---------- Extrait du document

7 novembre 2013

Goodbye, Berlin

Demain matin et les suivants, je ne me réveillerai plus à Berlin. Contrairement à la légende qui court aux quatre coins du monde, à Berlin, nous ne faisons pas qu’y débarquer et s’y installer, nous ne faisons pas qu’y vivre, avec dans ses cheveux le vent de tous les  possibles.  Pas que… On en repart un jour aussi, à dos de courant d’air, le galop décidé, entre l’Alexanderplatz et  l’aéroport Berlin-Schönefeld.

Graff Berlin – © A.G

Wie bitte ? (Comment ?)

Il y a quatre ans et demi je suis tombée sur Berlin, comme on tombe en amour. Je mettais les pieds dans sa neige  pour la première fois, au mois de décembre 2008,  dans le cadre d’un stage de fin d’études. J’avais 27 ans  et un culot monstre, quand, sans rougir, je mentis à mon futur maitre de stage franco-allemand en lui affirmant que la langue de Goethe n’avait aucun secret pour moi: « jajaja Ich spreche Deutsch ! Kein Problem ! » Le soir même de cette déclaration alambiquée et surtout faussaire, ma tête et ma langue plongèrent tout droit, et pour la première fois, dans le seul et unique livre d’allemand de ma bibliothèque.

--------------------
---------- Données fournies

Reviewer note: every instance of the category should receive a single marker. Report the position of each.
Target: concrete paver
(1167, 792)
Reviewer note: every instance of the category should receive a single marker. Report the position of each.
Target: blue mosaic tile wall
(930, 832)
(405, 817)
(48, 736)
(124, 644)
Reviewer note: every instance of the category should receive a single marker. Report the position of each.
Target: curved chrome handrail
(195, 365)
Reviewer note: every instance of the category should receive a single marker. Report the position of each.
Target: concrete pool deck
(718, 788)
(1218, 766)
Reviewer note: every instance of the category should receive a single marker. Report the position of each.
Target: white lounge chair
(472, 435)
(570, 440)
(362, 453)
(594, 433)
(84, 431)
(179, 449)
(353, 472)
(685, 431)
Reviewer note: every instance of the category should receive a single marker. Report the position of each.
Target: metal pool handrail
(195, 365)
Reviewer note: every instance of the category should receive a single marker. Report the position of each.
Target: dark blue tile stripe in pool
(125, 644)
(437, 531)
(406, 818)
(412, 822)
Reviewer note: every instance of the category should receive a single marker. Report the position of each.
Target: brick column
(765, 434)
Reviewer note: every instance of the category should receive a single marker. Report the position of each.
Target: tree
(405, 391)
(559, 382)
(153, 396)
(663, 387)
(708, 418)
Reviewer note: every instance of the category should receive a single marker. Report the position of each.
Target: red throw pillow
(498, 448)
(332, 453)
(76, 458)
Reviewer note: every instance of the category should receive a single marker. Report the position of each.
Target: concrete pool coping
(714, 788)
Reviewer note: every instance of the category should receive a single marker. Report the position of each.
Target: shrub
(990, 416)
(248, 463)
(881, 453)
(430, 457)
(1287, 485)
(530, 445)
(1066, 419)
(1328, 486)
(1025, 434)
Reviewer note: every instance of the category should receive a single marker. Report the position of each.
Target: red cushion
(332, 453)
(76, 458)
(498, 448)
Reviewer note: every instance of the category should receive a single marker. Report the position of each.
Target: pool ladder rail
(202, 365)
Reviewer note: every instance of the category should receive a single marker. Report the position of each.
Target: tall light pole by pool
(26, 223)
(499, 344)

--------------------

Petit problème :: D'après le texte sur Berlin, dans quel cadre la première venue à Berlin, en décembre 2008, a-t-elle eu lieu ? Ces lignes n'ont aucun lien avec le texte sur Berlin.

Réponse attendue :: Dans le cadre d'un stage de fin d'études.